■ **Extract to read**:
== == ==

Evelyn teams up with Danny--signalling the audience that
trouble is about to brew between the best buddies that will
tear them up even more than the war experiences to follow.
Director Michael Bay ("The Rock," "Armageddon") teams up
for the fourth Bruckheimer production determined to give the
huge expected audience what he's sure it wants the most:
sappy and sentimental love juxtaposed with the best that
state-of-the-art special effects can supply. While the
protracted attack on the U.S. fleet at Pearl Harbor might invite
comparisons to the opening half hour of "Saving Private
Ryan," the latter had one large advantage. Since the landing
in France in 1944 was a surprise move engineered by the
U.S., viewers could focus on Tom Hanks's character
throughout the harrowing battle scene as he directs his squad
of seven men in the invasion. By keeping his camera close to
the ground pointing up at the men, photographer Janusz
Kaminski gave us an unsurpassed view of what it must be like
to be in the hell of a firestorm. By contrast, since the 1941
attack in "Pearl Harbor" was engineered by the Japanese--
who are shown in the planning as rational commanders who
even cancel the plan for a third wave because the surprise
would be lost--John Schwartzman's lensing shows mostly a
prolonged period of confusion, unable to focus on one man in
the manner that Tom Hanks was used in "Ryan."
Some of the visuals are quite good, of course, as you'd
expect from a film costing as much as this one (but still 65
million less than "Titanic"), my favorite being a closeup of a
torpedo dropped from a Japanese fighter plane that brought
me back to the final scene in Stanley Kubrick's far more
imaginative "Dr. Strangelove," in which a crazed right-wing
American fighter rides an atomic bomb from his plane right
down to its target.

== == ==

[Saved entries]
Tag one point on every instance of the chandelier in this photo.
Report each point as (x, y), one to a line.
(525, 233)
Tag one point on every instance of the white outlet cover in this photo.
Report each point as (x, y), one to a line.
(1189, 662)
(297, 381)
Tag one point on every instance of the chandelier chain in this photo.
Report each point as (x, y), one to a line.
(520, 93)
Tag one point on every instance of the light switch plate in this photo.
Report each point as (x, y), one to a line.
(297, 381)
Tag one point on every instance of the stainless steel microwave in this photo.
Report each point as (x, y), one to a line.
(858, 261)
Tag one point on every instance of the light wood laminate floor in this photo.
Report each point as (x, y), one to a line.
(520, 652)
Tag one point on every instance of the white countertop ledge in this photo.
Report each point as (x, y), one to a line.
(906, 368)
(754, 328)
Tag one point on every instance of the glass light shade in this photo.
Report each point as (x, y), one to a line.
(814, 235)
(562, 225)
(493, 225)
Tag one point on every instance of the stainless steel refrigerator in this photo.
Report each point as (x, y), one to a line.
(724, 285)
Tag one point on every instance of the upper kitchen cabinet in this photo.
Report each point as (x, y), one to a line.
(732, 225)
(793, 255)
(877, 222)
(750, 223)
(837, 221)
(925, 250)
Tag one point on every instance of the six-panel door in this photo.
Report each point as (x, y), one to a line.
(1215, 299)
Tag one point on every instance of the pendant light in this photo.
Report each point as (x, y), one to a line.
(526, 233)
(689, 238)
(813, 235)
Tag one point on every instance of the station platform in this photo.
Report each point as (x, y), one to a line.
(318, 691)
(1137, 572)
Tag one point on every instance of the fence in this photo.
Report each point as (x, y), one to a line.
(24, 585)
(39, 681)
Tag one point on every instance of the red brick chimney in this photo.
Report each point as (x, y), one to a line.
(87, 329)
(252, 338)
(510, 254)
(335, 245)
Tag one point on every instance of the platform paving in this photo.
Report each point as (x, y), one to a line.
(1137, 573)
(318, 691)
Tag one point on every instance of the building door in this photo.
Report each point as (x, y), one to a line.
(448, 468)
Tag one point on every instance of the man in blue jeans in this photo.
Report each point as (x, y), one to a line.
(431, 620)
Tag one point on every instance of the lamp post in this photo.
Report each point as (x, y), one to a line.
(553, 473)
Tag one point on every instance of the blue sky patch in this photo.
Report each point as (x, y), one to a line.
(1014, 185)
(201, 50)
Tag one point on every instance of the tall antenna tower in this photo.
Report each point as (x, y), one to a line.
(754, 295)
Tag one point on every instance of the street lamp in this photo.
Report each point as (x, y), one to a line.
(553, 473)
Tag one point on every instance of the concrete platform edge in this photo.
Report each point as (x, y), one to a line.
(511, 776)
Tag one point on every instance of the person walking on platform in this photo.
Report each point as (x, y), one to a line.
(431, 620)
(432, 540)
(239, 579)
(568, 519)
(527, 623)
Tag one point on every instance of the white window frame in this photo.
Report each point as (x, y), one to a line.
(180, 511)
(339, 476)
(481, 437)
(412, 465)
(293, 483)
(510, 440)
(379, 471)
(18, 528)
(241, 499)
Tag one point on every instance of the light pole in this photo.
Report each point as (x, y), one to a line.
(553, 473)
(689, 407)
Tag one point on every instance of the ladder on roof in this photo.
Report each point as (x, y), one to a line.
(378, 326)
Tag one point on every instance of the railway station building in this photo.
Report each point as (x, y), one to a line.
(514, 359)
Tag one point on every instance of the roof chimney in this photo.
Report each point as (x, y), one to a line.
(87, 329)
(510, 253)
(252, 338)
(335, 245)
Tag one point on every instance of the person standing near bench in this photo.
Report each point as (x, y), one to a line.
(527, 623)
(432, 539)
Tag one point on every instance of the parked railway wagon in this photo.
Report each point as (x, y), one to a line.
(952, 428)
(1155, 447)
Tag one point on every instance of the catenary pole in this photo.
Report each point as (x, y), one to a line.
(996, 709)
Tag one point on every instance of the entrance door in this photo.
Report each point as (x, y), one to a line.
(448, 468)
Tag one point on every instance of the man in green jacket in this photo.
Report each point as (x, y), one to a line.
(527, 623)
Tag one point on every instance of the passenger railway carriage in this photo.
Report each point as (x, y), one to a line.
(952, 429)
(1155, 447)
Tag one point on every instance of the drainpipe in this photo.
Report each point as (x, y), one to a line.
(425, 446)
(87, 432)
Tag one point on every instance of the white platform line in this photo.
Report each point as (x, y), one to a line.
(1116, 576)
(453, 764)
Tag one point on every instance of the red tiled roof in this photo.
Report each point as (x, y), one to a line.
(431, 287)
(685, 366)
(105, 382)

== == ==

■ **Problems and tasks**:
A - Does each statement agree with the film review? Answer yes or no for each and quote the words that decide it. (i) Trouble is coming between the best buddies. (ii) The Japanese commanders in the film go ahead with a third wave. (iii) The film cost more than "Titanic."
B - Take the part of the film review that opens with the words containing "Evelyn teams up" and closes with "experiences to follow.". Write it out again, swapping "best buddies" for "close friends".

■ **Answers below**:
A -
(i) Yes: "trouble is about to brew between the best buddies"
(ii) No: "even cancel the plan for a third wave because the surprise would be lost"
(iii) No: "still 65 million less than"

B -
Evelyn teams up with Danny--signalling the audience that
trouble is about to brew between the close friends that will
tear them up even more than the war experiences to follow.